▶ **Obiettivo a**: Disponi come CSV a due colonne, intitolate "voce" e "risposta", i record compresi tra la riga che contiene "outstretched arm in this photo." e la fine dei record, estremi inclusi. Metti una riga per ogni record, con il testo e la relativa risposta ciascuno in un unico campo tra virgolette e con gli a capo sostituiti da spazi.

————

Genius loci alla deriva. Capitolo Due

Il giorno in cui la Madonna emigrò​

Qualcuno una volta mi ha detto che l’animo dei Calabresi è emigrante, ma non perduto. Coloro i quali partirono per il Brasile ed altri paesi Sud Americani nel diciannovesimo e ventesimo secolo, non avevano un chiaro Nord in mente, ma custodivano decisamente un Sud — quello italiano. Provarono a replicare la tradizione spirituale e materiale dei loro paesi d’origine in un contesto totalmente nuovo e differente. A cominciare dai rifugi costruiti per i loro santi e patroni: chiese,  altari, icone.

São Paulo, Brasile

INT. – CHIESA DI ACHIROPITA – POMERIGGIO

Personaggi: io che entro e mi siedo nella chiesa d’Achiropita, nel quartiere di Bixiga per la prima volta. | Suono diegetico: persone che mormorano cori cattolici, il prete che canta.

SLUG LINE 

(una che stabilisce l’ambientazione di una scena)

É da così tanto che non mi siedo in una chiesa,  che sono ora stupita dalla quantità di dettagli con il quale è riempito questo luogo. Mi nascondo dietro ad una colonna, di fianco alla navata, cercando riparo dal peso metafisico di questo luogo. Accanto a me, una coppia giocherella con dei libretti del coro; indossano rispettivamente due magliette personalizzate alla buona, con una finitura che ricorda quella di AliExpress. Sulla maglietta di uno, il cuore di Cristo è un render 3D che sanguina sopra una scritta luccicante che urla amore profondo per il Signore. L’altra, invece, è disegnata come una maglia da calcio, ma quando leggo la scritta, mi accorgo che dice Achiropita Festival 2021 sotto una silhouette in bianco e nero di Gesù in stile pop-star, incollata su una bandiera italiana svolazzante e semi-trasparente. Mi guardo intorno, smarrita, chiedendomi se qualcuno qui attorno sia un parente lontano.

————

▶ **Obiettivo b**: Trascrivi il brano dell'estratto compreso tra "INT. – CHIESA" e "prete che canta.", estremi inclusi.

————

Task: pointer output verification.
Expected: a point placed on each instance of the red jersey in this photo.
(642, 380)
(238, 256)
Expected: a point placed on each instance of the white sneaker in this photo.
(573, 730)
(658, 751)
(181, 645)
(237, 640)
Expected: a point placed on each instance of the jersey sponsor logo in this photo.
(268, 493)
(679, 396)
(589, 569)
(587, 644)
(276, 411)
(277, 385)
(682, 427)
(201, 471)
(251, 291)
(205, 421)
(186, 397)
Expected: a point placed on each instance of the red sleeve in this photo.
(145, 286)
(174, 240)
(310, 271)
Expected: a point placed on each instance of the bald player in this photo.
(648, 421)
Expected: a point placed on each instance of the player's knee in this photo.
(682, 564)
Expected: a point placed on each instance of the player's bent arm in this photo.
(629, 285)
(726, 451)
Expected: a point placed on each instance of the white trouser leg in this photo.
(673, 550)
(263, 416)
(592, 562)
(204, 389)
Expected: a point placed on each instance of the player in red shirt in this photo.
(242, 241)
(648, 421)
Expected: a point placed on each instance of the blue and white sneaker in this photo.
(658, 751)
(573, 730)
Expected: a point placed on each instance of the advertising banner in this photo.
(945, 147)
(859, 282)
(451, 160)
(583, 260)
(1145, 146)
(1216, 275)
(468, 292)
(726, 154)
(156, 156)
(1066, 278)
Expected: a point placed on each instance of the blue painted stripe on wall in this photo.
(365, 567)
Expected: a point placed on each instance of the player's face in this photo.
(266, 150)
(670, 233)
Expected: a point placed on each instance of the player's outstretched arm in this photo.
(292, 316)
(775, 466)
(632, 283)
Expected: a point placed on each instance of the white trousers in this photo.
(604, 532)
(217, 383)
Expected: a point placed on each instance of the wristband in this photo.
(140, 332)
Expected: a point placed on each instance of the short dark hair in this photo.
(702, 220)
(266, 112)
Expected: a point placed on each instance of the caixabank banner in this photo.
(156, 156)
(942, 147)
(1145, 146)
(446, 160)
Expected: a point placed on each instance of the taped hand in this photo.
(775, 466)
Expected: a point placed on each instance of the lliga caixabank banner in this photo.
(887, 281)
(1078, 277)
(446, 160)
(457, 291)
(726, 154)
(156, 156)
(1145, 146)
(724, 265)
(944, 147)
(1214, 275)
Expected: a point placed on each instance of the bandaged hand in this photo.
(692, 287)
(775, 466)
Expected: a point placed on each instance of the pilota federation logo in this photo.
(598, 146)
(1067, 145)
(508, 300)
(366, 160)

————

▶ **Risultato a**:
voce,risposta
"Expected: a point placed on each instance of the player's outstretched arm in this photo.","(292, 316) (775, 466) (632, 283)"
"Expected: a point placed on each instance of the white trousers in this photo.","(604, 532) (217, 383)"
"Expected: a point placed on each instance of the wristband in this photo.","(140, 332)"
"Expected: a point placed on each instance of the short dark hair in this photo.","(702, 220) (266, 112)"
"Expected: a point placed on each instance of the caixabank banner in this photo.","(156, 156) (942, 147) (1145, 146) (446, 160)"
"Expected: a point placed on each instance of the taped hand in this photo.","(775, 466)"
"Expected: a point placed on each instance of the lliga caixabank banner in this photo.","(887, 281) (1078, 277) (446, 160) (457, 291) (726, 154) (156, 156) (1145, 146) (724, 265) (944, 147) (1214, 275)"
"Expected: a point placed on each instance of the bandaged hand in this photo.","(692, 287) (775, 466)"
"Expected: a point placed on each instance of the pilota federation logo in this photo.","(598, 146) (1067, 145) (508, 300) (366, 160)"

▶ **Risultato b**:
INT. – CHIESA DI ACHIROPITA – POMERIGGIO

Personaggi: io che entro e mi siedo nella chiesa d’Achiropita, nel quartiere di Bixiga per la prima volta. | Suono diegetico: persone che mormorano cori cattolici, il prete che canta.